— GIVEN PROBLEM 1 —
Please rescale the records starting with the line that contains "Put a marker on every instance of the calm" and going on through the end of the records, and give only those lines again, requests included. Multiply every coordinate in the answers by 0.35 and round to whole numbers with halves rounded up, leaving the requests and their format samples unchanged.

________________

The Americans: The Summit and consummation
The Summit is when The Americans consummate for intel, and question their consummate professionalism.
At this point, the summit feels like a birthday party when you’re five. McDonald’s has been promised. Ronald McDonald is showing up. Only you don’t have a concept of time, and your parents have been telling you it’s soon for what seems like an eternity. That’s what “The Summit” is for The Americans.
The buildup, however, isn’t as good as expected. The tables are greasy, and Ronald is a drunk employee who got called in on his day off. In many ways, The Americans is the same, because the actual summit is anti-climactic, and some of the spy work is far from consummate professionalism.
Philip comes clean
The episode starts off with a bolt of lightning. Philip (Matthew Rhys) tells Elizabeth (Keri Russell) about his connection to from home (i.e. Russia). All chips are on the table. He lets her know he’s been spying on her, the group that reached out to him wants to stop Gorbachev from attending the summit, and that he even knows about when Elizabeth met with the General in Mexico.
Philip says he has tried to tell her (true) and that he told the guy about what Elizabeth was up to.
Elizabeth:
She is pissed, naturally, but Philip keeps telling her he tried to tell her. He’s not lying. She’s been a raving b**ch lately. Ultimately, however, Philip goes into a speech where he challenges the entire mission from day one. They’ve never actually asked anyone from The Centre “why” they are doing most missions. She walks out without a word. No boom-boom at the Jennings’ house for a while.

________________

— GIVEN PROBLEM 2 —
Rewrite the episode recap starting with "The buildup, however, isn’t" and going on through "Elizabeth was up to.", replacing "spying" with "snooping".

________________

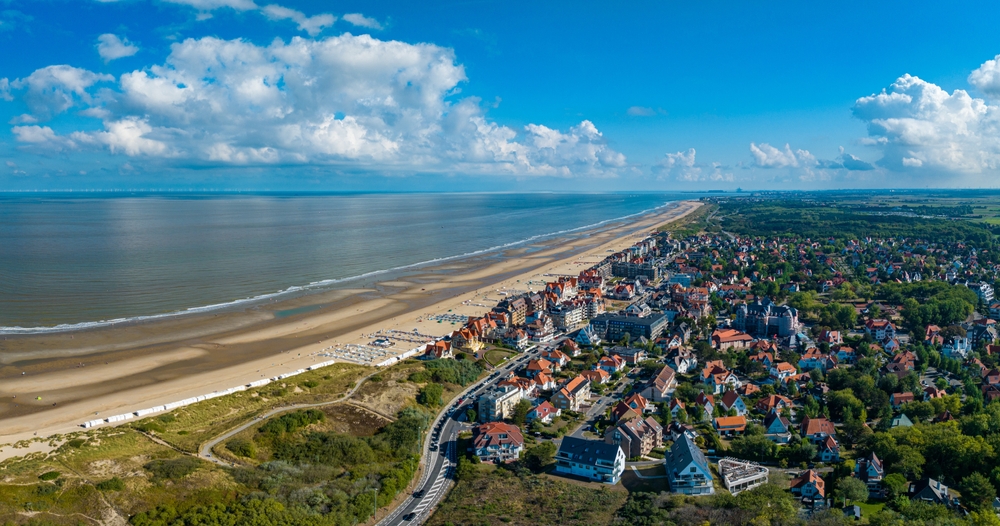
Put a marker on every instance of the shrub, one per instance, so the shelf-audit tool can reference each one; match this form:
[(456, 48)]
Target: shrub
[(242, 447), (46, 489), (149, 427), (291, 422), (112, 484), (173, 469)]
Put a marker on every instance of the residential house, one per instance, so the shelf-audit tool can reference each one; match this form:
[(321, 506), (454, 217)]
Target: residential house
[(572, 395), (764, 318), (933, 492), (516, 338), (498, 403), (880, 329), (662, 386), (718, 378), (597, 376), (588, 337), (632, 406), (816, 429), (544, 413), (687, 468), (829, 450), (871, 471), (541, 366), (957, 348), (438, 349), (809, 486), (597, 461), (777, 428), (683, 361), (726, 339), (636, 436), (558, 358), (611, 364), (898, 399), (631, 355), (731, 401), (707, 404), (497, 442), (730, 425), (773, 403), (781, 371)]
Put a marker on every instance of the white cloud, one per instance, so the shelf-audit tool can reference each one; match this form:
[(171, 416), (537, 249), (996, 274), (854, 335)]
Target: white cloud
[(918, 125), (34, 134), (54, 89), (987, 78), (362, 21), (310, 24), (682, 166), (641, 111), (767, 156), (346, 100), (110, 47), (210, 5)]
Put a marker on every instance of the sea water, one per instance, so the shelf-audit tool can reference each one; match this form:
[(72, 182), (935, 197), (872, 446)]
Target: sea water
[(71, 262)]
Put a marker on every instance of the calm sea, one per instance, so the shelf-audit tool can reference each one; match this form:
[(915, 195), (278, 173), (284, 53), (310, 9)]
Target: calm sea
[(68, 261)]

________________

— FINAL RESULT 1 —
Put a marker on every instance of the calm sea, one per instance, so the shelf-audit tool can reference each one; match this form:
[(915, 195), (278, 173), (284, 53), (310, 9)]
Target: calm sea
[(24, 91)]

— FINAL RESULT 2 —
The buildup, however, isn’t as good as expected. The tables are greasy, and Ronald is a drunk employee who got called in on his day off. In many ways, The Americans is the same, because the actual summit is anti-climactic, and some of the spy work is far from consummate professionalism.
Philip comes clean
The episode starts off with a bolt of lightning. Philip (Matthew Rhys) tells Elizabeth (Keri Russell) about his connection to from home (i.e. Russia). All chips are on the table. He lets her know he’s been snooping on her, the group that reached out to him wants to stop Gorbachev from attending the summit, and that he even knows about when Elizabeth met with the General in Mexico.
Philip says he has tried to tell her (true) and that he told the guy about what Elizabeth was up to.